======== MATERIAL PROVIDED

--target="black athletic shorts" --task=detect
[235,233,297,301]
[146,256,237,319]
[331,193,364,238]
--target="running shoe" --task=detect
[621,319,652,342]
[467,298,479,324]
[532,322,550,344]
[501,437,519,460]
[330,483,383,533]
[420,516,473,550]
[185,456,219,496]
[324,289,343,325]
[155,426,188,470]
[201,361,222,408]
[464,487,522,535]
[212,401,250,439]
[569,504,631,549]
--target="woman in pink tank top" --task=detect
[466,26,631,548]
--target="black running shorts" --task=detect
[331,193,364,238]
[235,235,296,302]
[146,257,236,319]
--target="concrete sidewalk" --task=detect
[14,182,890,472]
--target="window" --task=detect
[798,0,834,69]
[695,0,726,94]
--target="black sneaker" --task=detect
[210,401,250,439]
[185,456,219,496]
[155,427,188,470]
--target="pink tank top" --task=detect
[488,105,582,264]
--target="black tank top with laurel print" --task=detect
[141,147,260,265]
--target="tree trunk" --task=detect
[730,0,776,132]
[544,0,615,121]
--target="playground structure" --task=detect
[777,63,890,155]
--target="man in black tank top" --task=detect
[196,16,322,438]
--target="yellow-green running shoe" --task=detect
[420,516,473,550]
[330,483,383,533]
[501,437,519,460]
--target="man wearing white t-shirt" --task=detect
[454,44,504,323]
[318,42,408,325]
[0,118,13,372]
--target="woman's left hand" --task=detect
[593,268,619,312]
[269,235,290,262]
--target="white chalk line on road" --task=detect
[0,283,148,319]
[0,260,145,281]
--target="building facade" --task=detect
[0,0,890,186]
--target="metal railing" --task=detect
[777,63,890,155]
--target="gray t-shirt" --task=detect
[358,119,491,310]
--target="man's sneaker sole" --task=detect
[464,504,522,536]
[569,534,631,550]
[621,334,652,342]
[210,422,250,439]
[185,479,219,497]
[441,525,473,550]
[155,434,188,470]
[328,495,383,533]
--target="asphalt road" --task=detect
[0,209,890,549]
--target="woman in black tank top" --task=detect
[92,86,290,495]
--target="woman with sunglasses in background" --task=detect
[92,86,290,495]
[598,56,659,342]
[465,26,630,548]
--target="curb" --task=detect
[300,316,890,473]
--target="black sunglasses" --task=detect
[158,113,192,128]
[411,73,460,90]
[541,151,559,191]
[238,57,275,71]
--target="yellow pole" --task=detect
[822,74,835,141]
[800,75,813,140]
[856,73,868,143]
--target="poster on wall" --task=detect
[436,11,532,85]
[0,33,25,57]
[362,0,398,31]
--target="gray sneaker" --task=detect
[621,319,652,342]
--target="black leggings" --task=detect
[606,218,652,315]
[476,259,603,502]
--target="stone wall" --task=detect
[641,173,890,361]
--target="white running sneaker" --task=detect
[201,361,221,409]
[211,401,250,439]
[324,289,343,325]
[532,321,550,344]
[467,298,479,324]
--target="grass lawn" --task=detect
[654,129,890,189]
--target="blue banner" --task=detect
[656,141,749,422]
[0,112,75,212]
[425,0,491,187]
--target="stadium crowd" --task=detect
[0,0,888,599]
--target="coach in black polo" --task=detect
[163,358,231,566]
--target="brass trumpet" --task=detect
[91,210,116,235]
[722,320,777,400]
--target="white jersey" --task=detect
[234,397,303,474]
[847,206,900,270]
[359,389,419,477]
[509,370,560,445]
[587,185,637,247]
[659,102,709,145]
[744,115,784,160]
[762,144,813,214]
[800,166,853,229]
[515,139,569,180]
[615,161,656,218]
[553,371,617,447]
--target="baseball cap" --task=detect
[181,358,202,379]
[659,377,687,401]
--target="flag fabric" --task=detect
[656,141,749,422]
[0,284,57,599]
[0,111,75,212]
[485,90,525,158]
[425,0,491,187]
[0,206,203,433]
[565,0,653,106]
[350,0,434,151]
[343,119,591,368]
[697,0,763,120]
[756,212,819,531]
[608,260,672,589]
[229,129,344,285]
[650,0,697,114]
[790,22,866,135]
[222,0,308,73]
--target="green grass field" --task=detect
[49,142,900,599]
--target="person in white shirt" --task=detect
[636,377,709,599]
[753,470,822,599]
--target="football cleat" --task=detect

================

YOUR INSTRUCTIONS> Give the lines above as a numbered list that covers every item, leaving out any blank lines.

COMPLETE ANSWER>
1. --target="black athletic shorts" --task=detect
2. [235,233,297,301]
3. [146,256,237,319]
4. [331,193,364,238]
5. --target="running shoe" --task=detect
6. [621,319,652,342]
7. [467,298,479,324]
8. [532,322,550,344]
9. [501,437,519,460]
10. [330,483,383,533]
11. [420,516,473,550]
12. [185,456,219,496]
13. [324,289,343,325]
14. [155,426,188,470]
15. [201,361,222,408]
16. [464,487,522,535]
17. [212,401,250,439]
18. [569,504,631,549]
19. --target="woman in pink tank top" --task=detect
20. [466,26,631,548]
21. --target="black running shorts" --task=detect
22. [331,193,364,238]
23. [235,235,296,302]
24. [146,257,236,319]
25. --target="concrete sidewalk" --task=detect
26. [14,182,890,472]
27. --target="window" --task=detect
28. [798,0,834,69]
29. [695,0,726,94]
30. --target="black sneaker" --task=detect
31. [210,401,250,439]
32. [185,456,219,496]
33. [155,427,188,470]
34. --target="pink tank top" --task=detect
35. [488,105,582,264]
36. --target="black tank top with laurel print" --task=detect
37. [141,147,260,265]
38. --target="tree trunk" --task=detect
39. [730,0,776,132]
40. [544,0,615,121]
41. --target="playground structure" --task=detect
42. [777,63,890,155]
43. --target="man in black tank top" --task=detect
44. [196,16,322,438]
45. --target="yellow-green running shoe" --task=detect
46. [420,516,473,550]
47. [330,483,383,533]
48. [501,437,519,460]
49. --target="man wearing white t-shirt" --task=detect
50. [454,44,504,323]
51. [318,42,408,325]
52. [0,118,13,372]
53. --target="woman's left hand" --task=detect
54. [593,268,619,312]
55. [269,235,290,262]
56. --target="white chalk line on road" --task=detect
57. [0,283,148,319]
58. [0,260,145,281]
59. --target="building facade" --task=detect
60. [0,0,890,186]
61. --target="metal railing" --task=detect
62. [777,63,890,155]
63. --target="gray t-shirt" --task=detect
64. [358,119,491,310]
65. --target="man's sneaker sole" --task=detect
66. [464,504,522,536]
67. [569,534,631,550]
68. [621,334,652,342]
69. [210,422,250,439]
70. [185,479,219,497]
71. [441,525,473,550]
72. [155,434,188,470]
73. [328,495,383,533]
74. --target="asphalt road" --task=detect
75. [0,209,890,549]
76. --target="woman in black tank top" --task=detect
77. [92,86,290,495]
78. --target="woman with sunglasses in background" --task=detect
79. [92,86,290,495]
80. [598,56,659,342]
81. [465,26,630,548]
82. --target="curb" --task=detect
83. [300,316,890,473]
84. --target="black sunglasses" --task=detect
85. [158,113,192,128]
86. [411,73,460,90]
87. [541,151,559,191]
88. [238,57,275,71]
89. --target="yellow pole" --task=detect
90. [822,74,835,141]
91. [800,75,813,140]
92. [856,73,868,143]
93. --target="poster on wall" --task=detect
94. [436,11,532,85]
95. [0,33,25,57]
96. [362,0,398,31]
97. --target="gray sneaker" --task=detect
98. [621,319,652,342]
99. --target="black leggings" --task=detect
100. [606,218,652,315]
101. [476,259,603,502]
102. --target="stone wall" --task=detect
103. [641,173,890,361]
104. --target="white running sneaker" --task=detect
105. [201,361,221,409]
106. [211,401,250,439]
107. [324,289,343,325]
108. [532,321,550,344]
109. [467,298,479,324]
110. --target="grass lawn" --task=detect
111. [654,129,890,189]
112. --target="blue banner" --task=detect
113. [656,141,749,422]
114. [0,112,75,212]
115. [425,0,491,187]
116. --target="stadium crowd" --task=detect
117. [0,0,888,599]
118. --target="coach in black polo" --task=detect
119. [163,358,231,566]
120. --target="brass trumpet" --task=detect
121. [91,210,116,235]
122. [722,320,777,400]
123. --target="white jersey" --task=detect
124. [234,397,303,474]
125. [847,206,900,270]
126. [359,389,419,477]
127. [509,370,560,445]
128. [587,185,637,247]
129. [659,102,709,145]
130. [744,115,784,160]
131. [762,144,813,214]
132. [800,166,853,229]
133. [515,139,569,180]
134. [615,161,656,218]
135. [553,371,617,447]
136. --target="baseball cap" --task=detect
137. [181,358,202,379]
138. [659,377,687,401]
139. --target="flag fabric" --task=detect
140. [656,141,749,422]
141. [0,284,57,599]
142. [0,111,75,212]
143. [485,90,525,158]
144. [425,0,491,187]
145. [0,206,203,433]
146. [565,0,653,106]
147. [350,0,434,151]
148. [343,119,591,368]
149. [697,0,763,120]
150. [756,212,819,531]
151. [608,260,672,589]
152. [229,129,344,285]
153. [650,0,697,114]
154. [790,22,866,135]
155. [222,0,308,73]
156. --target="green grass field" --task=detect
157. [49,142,900,599]
158. --target="person in white shirt" --task=detect
159. [636,377,709,599]
160. [753,470,822,599]
161. --target="football cleat" --task=detect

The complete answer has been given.